Swap "refrigerator" for "fridge" throughout the data from its start through the line with "pixel 94 38", and leave everything else unchanged. Omit the pictures from your answer.

>>>>>

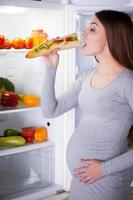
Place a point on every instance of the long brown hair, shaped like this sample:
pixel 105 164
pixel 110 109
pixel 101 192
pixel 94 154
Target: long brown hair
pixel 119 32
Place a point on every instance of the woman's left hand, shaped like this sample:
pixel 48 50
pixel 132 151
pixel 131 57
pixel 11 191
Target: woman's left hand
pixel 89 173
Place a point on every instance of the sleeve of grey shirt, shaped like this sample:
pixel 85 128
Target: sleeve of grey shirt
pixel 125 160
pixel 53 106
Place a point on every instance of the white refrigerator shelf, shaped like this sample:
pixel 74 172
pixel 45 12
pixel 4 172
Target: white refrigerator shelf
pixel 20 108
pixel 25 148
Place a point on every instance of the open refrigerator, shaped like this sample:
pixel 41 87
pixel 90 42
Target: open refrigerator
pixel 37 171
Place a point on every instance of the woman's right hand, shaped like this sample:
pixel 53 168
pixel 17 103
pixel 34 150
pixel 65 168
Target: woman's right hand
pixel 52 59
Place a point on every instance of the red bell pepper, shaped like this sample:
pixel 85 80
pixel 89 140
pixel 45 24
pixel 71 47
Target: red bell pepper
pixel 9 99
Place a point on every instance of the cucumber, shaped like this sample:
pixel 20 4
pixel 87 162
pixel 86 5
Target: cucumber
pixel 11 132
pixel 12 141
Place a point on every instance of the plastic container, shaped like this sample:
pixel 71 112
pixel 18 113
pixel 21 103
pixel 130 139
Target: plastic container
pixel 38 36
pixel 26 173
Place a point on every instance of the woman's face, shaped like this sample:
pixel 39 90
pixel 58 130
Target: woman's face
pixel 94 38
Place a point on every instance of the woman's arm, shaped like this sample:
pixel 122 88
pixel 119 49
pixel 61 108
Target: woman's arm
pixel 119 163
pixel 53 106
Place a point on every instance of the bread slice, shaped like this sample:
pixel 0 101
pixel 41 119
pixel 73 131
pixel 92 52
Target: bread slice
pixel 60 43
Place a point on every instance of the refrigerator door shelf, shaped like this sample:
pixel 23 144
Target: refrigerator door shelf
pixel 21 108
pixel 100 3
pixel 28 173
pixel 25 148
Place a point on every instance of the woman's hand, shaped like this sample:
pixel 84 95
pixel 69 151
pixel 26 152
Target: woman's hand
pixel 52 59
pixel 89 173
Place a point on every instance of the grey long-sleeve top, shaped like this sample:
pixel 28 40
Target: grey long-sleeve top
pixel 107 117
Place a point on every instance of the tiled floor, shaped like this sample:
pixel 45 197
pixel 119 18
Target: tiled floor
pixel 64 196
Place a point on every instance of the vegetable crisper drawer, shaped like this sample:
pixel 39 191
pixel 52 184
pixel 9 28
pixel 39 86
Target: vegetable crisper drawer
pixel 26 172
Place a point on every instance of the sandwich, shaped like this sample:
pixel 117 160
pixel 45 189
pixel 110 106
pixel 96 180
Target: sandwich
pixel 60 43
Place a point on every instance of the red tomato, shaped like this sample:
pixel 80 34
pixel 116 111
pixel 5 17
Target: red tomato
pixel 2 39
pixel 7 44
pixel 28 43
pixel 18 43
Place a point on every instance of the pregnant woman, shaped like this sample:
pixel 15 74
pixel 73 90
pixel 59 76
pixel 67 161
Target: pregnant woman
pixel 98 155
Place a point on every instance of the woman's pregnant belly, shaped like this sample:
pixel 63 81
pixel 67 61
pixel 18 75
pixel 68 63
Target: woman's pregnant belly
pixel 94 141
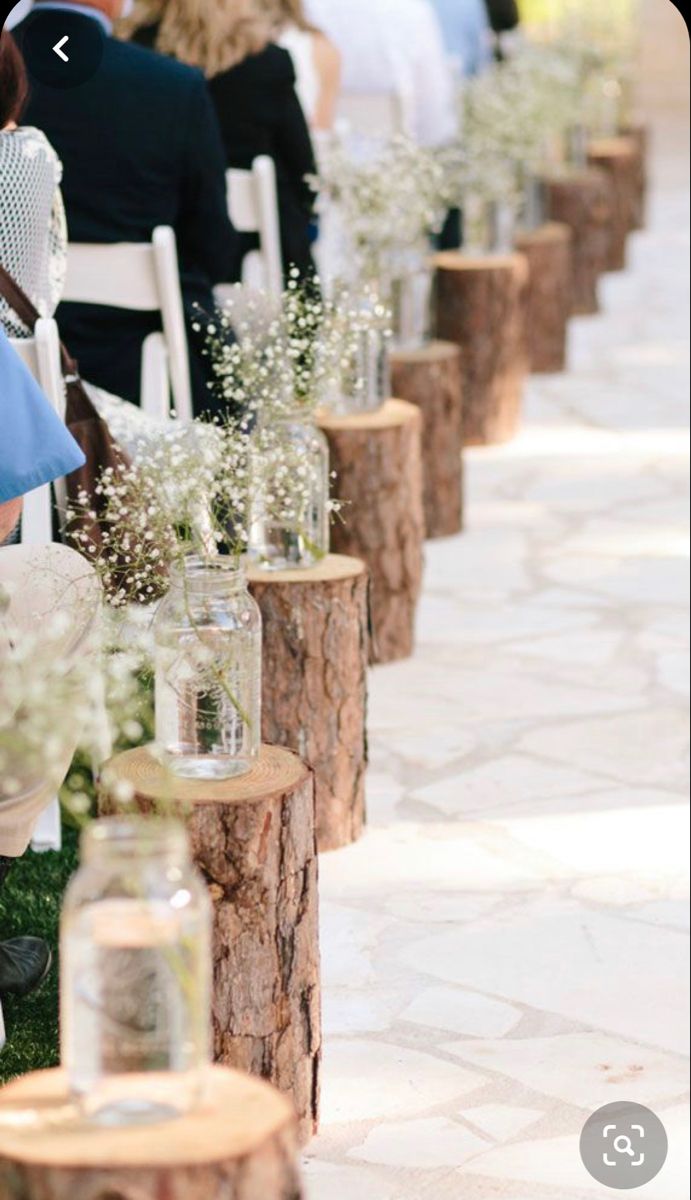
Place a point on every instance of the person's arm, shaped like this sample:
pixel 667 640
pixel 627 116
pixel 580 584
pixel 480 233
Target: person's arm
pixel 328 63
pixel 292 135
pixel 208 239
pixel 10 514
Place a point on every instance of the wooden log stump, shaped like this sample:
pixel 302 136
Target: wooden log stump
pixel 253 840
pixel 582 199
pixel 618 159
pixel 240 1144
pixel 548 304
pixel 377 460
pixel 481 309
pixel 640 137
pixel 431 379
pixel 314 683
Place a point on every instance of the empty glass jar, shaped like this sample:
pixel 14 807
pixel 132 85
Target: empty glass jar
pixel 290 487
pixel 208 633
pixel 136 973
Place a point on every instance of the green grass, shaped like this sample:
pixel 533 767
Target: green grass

<<<<<

**Result:**
Place a point on every instance of the long brown hair, shaped like this sample:
pixel 105 164
pixel 110 109
pixel 101 192
pixel 94 154
Target: long brown hair
pixel 119 32
Place a point on every instance of the woman's left hand, shaped like this sample:
pixel 48 50
pixel 132 151
pixel 131 57
pixel 11 191
Target: woman's left hand
pixel 89 173
Place a point on every instance of the sleeve of grey shirt, shaped like this sample:
pixel 85 128
Target: sleeve of grey shirt
pixel 125 160
pixel 53 106
Place a point on every instance of the white fridge shelf, shaped like this sample:
pixel 74 172
pixel 45 12
pixel 4 172
Target: white fridge shelf
pixel 20 108
pixel 25 148
Place a point on every instance of the open fridge, shaped like this sample:
pixel 41 87
pixel 90 42
Target: open fridge
pixel 37 171
Place a point on every instance of the woman's right hand, shaped like this sample:
pixel 53 168
pixel 17 103
pixel 34 150
pixel 65 168
Target: woman's right hand
pixel 52 59
Place a point on every instance of the red bell pepper, shaped like this sample:
pixel 85 80
pixel 89 140
pixel 45 24
pixel 71 47
Target: red bell pepper
pixel 9 99
Place a point on every instance of the cucumber, shaped like this sample:
pixel 20 4
pixel 87 162
pixel 86 5
Target: cucumber
pixel 11 132
pixel 12 141
Place a point on every instance of the plastic container, shaped like this sample:
pixel 71 112
pixel 18 113
pixel 21 103
pixel 130 139
Target: plastic container
pixel 38 36
pixel 26 173
Place a point on every instance of the woman's face, shaped like this sample:
pixel 39 90
pixel 58 130
Target: woman's face
pixel 94 38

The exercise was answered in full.